begin Data excerpts
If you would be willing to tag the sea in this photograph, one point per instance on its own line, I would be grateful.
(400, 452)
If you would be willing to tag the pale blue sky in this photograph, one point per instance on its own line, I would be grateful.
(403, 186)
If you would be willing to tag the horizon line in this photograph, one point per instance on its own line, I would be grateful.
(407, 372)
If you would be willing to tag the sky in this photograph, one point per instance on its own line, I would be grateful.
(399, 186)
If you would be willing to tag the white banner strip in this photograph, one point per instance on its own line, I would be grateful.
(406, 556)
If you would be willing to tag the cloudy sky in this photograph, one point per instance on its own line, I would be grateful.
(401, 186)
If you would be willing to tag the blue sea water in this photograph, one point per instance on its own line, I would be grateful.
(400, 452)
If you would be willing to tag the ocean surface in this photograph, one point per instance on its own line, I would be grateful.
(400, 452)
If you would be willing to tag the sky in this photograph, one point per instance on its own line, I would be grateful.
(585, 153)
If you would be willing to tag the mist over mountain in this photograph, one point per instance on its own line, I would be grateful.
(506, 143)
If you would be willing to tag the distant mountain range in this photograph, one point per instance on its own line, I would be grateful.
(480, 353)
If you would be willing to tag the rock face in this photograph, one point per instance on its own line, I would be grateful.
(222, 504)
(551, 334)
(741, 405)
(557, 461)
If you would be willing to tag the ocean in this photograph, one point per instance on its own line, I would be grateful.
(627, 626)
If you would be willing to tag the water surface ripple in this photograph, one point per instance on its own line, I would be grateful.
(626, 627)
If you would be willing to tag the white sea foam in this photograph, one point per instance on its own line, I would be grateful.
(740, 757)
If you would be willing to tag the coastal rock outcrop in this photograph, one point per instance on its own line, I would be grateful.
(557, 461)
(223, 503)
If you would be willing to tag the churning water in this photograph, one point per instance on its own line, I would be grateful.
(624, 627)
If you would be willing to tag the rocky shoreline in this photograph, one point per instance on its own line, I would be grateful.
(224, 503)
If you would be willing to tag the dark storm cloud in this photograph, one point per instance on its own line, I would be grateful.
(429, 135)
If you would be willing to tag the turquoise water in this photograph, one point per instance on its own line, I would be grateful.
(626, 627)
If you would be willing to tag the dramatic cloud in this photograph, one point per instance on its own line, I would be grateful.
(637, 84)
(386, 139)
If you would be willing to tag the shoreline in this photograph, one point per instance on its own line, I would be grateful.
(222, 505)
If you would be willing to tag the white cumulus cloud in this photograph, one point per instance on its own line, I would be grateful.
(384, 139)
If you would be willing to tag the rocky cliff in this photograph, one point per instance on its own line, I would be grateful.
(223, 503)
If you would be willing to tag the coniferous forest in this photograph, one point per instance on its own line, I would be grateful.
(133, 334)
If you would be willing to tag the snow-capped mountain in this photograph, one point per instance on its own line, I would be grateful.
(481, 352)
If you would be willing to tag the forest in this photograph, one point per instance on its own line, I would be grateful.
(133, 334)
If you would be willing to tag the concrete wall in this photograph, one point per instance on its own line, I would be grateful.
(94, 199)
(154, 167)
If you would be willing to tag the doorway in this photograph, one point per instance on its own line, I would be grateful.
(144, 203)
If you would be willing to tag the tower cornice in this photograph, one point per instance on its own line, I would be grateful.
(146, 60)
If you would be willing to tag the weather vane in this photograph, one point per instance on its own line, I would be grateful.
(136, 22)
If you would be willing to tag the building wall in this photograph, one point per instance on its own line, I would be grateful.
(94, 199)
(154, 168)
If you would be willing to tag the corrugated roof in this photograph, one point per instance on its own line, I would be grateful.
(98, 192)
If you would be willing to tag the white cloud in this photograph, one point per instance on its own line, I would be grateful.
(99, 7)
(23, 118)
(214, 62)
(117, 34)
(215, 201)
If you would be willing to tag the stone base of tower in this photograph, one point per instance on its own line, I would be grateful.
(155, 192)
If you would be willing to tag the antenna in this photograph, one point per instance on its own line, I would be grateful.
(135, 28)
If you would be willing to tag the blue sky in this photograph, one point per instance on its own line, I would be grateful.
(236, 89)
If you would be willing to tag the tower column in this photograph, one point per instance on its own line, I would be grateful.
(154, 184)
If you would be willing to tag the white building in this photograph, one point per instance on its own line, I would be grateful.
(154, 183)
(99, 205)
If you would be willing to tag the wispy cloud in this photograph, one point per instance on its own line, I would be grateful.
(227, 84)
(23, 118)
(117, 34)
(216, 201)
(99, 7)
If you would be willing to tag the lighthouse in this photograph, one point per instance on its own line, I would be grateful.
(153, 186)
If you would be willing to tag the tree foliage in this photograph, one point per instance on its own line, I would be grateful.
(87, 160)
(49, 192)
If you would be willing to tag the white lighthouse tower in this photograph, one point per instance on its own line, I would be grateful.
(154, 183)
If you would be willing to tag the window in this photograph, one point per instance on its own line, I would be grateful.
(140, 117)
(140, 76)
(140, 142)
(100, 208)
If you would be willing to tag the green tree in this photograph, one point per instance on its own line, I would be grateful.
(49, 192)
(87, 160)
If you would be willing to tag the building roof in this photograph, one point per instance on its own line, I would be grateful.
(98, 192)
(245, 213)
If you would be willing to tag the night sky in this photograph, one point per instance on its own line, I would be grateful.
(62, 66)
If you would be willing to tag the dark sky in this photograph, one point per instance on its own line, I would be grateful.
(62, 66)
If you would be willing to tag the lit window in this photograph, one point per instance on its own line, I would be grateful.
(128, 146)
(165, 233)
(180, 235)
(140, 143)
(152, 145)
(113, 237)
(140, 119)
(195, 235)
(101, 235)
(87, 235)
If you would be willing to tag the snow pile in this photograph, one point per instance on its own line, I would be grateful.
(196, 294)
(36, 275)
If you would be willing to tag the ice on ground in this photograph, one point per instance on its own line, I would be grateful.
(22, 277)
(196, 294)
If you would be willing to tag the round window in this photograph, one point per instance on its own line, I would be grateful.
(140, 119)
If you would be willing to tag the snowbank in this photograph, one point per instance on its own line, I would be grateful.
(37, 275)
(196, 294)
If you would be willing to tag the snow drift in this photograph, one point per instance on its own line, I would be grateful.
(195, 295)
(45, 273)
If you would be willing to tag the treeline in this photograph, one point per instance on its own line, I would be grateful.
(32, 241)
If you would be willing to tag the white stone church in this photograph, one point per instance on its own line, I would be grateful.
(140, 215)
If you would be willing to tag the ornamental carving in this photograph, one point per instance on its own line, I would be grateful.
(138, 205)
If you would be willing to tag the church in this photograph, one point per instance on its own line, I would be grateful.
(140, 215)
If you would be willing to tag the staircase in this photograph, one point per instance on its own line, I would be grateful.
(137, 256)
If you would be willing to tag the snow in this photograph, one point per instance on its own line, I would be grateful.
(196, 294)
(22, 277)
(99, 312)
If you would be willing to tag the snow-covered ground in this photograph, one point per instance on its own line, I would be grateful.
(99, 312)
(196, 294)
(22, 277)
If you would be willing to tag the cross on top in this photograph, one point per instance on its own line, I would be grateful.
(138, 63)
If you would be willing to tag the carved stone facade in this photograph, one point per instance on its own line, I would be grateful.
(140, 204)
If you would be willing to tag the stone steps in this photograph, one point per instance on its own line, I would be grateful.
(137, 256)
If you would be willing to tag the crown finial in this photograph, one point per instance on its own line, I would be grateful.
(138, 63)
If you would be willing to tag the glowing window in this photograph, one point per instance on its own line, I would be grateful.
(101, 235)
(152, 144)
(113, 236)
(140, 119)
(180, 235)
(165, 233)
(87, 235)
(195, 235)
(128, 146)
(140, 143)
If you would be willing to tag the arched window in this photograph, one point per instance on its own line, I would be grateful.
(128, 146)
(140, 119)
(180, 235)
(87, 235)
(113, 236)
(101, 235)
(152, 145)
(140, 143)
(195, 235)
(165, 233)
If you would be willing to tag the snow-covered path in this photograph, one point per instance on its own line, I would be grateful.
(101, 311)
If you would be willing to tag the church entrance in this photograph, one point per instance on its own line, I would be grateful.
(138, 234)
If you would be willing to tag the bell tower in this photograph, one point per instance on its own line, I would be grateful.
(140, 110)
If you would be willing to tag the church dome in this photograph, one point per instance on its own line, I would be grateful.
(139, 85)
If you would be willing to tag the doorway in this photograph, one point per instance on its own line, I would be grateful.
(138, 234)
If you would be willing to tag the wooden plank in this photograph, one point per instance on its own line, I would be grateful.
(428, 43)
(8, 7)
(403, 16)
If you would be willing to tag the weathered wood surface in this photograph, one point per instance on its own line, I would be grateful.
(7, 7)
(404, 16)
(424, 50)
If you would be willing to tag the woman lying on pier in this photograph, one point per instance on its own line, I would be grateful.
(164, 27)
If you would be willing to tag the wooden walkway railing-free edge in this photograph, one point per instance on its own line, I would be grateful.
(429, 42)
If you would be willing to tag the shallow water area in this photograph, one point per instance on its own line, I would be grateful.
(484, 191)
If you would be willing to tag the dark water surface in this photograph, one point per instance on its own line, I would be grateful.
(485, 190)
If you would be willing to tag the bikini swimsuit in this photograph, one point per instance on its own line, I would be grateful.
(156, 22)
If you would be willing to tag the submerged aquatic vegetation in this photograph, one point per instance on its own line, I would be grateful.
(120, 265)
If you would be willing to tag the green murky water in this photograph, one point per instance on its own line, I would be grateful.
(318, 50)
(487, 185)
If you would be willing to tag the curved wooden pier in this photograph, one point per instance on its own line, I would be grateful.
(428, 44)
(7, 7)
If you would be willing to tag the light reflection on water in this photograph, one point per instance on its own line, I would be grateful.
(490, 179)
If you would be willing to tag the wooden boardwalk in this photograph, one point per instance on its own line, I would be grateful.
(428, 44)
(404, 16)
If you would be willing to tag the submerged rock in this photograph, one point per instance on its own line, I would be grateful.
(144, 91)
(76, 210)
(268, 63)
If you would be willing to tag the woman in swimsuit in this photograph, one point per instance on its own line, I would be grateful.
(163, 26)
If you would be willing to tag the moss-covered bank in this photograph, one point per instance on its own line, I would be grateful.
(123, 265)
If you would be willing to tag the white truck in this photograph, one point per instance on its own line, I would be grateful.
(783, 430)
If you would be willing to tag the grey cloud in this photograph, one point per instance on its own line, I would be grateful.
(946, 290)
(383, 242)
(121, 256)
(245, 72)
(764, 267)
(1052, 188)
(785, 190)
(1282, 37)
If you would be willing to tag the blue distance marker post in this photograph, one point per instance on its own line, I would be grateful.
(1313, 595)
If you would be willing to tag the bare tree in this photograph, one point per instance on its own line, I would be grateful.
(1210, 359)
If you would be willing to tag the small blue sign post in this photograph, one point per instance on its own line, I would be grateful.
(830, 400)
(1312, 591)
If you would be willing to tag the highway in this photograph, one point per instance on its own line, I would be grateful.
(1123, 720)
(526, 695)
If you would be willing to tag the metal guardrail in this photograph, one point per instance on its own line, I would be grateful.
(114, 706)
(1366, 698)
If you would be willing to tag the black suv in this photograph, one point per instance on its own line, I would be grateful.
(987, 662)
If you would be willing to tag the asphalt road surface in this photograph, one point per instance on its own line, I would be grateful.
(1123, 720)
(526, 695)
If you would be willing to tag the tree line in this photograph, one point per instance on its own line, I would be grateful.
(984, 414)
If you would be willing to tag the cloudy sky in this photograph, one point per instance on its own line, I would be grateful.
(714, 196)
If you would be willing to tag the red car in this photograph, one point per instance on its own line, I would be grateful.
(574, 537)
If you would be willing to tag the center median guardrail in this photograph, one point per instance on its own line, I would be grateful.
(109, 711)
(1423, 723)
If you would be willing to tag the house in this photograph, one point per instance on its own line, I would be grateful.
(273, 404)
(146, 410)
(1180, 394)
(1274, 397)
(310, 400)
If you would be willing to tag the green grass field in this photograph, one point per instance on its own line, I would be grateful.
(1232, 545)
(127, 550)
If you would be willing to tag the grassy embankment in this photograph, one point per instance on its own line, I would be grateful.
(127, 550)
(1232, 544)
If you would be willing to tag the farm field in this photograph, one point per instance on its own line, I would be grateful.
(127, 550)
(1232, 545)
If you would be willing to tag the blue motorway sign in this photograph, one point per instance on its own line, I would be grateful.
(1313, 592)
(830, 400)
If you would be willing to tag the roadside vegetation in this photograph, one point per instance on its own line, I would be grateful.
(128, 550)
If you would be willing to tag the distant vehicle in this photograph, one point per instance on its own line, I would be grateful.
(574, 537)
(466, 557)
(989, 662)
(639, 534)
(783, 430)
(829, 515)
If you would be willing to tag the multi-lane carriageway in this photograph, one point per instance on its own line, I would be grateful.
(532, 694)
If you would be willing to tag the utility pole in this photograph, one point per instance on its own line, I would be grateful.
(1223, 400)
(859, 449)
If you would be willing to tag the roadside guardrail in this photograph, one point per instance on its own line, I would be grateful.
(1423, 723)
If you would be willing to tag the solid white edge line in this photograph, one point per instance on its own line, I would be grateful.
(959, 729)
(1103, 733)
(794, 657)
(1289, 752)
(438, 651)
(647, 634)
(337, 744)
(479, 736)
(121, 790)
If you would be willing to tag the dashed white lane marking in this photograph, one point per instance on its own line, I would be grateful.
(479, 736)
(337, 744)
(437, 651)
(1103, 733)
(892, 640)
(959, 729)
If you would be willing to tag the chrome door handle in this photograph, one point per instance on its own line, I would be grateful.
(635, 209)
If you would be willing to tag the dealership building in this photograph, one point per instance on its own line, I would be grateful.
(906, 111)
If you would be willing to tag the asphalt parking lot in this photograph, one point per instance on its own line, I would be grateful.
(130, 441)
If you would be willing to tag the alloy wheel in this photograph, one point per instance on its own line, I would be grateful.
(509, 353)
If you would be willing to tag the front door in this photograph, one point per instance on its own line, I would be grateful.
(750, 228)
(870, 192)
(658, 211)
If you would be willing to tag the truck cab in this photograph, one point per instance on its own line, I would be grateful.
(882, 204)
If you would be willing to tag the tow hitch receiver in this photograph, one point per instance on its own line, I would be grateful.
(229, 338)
end Data excerpts
→ **Job**
Quote, without any change, each line from the one that contains "If you would be willing to tag the chrome" through the end of the material.

→ **Finished exercise**
If you would be willing to tag the chrome door handle in this photograph, one point per instance on its own line, I would be grateful.
(635, 209)
If you would be willing to tag the dealership building in this photograph, one point per instance on its own line, I would be grateful.
(906, 111)
If you would be willing to tag the asphalt parking lot in this photograph, one point per instance on its own line, I would be grateful.
(130, 441)
If you would be willing to tag the alloy wheel in this photograph, one point per instance on its own line, I would be grateful.
(509, 353)
If you would be willing to tag the front door in this photograph, one point per instance on its own line, I would be grateful.
(750, 228)
(870, 192)
(658, 211)
If you would be willing to tag the truck cab in this photograph, one point per instance on its own line, I would be grateful.
(882, 204)
If you would be willing to tag the tow hitch receiver in this photograph, one point per instance on its own line, I would be grateful.
(229, 338)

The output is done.